• **WORK TASK**: The data should be printed in full, character for character.

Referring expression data
Start of Block

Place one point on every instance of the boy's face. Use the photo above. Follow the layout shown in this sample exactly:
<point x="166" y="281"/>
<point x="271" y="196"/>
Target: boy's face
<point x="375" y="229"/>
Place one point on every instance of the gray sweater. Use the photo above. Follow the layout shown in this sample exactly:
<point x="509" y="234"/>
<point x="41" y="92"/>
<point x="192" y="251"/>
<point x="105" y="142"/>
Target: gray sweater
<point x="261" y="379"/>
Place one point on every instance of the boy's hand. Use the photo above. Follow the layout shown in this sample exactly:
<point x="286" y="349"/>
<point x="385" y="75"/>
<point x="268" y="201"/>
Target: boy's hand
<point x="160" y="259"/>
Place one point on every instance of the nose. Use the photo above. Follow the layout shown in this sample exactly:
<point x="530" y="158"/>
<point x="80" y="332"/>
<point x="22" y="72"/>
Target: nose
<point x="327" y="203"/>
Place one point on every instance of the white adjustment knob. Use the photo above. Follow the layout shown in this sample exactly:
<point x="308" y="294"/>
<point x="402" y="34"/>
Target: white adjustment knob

End of Block

• **ANSWER SPACE**:
Place one point on every instance of the boy's face. Use the photo above. Follow the layout shown in this sample exactly:
<point x="166" y="281"/>
<point x="271" y="196"/>
Target: boy's face
<point x="375" y="229"/>
Place one point on every instance of the gray sweater. Use the photo above. Follow the layout shown in this sample exactly:
<point x="509" y="234"/>
<point x="41" y="92"/>
<point x="192" y="251"/>
<point x="105" y="142"/>
Target: gray sweater
<point x="261" y="379"/>
Place one point on every instance of the boy's hand. Use the photo above. Follow the layout shown in this sample exactly:
<point x="286" y="349"/>
<point x="385" y="75"/>
<point x="268" y="201"/>
Target: boy's hand
<point x="160" y="259"/>
Place one point on every instance of the nose. Use the photo above. Follow the layout shown in this sample exactly:
<point x="530" y="158"/>
<point x="80" y="332"/>
<point x="22" y="72"/>
Target: nose
<point x="327" y="203"/>
Place one point on every instance of the white adjustment knob. Use the photo above. Follow the layout shown in this sample exactly:
<point x="308" y="294"/>
<point x="402" y="34"/>
Target: white adjustment knob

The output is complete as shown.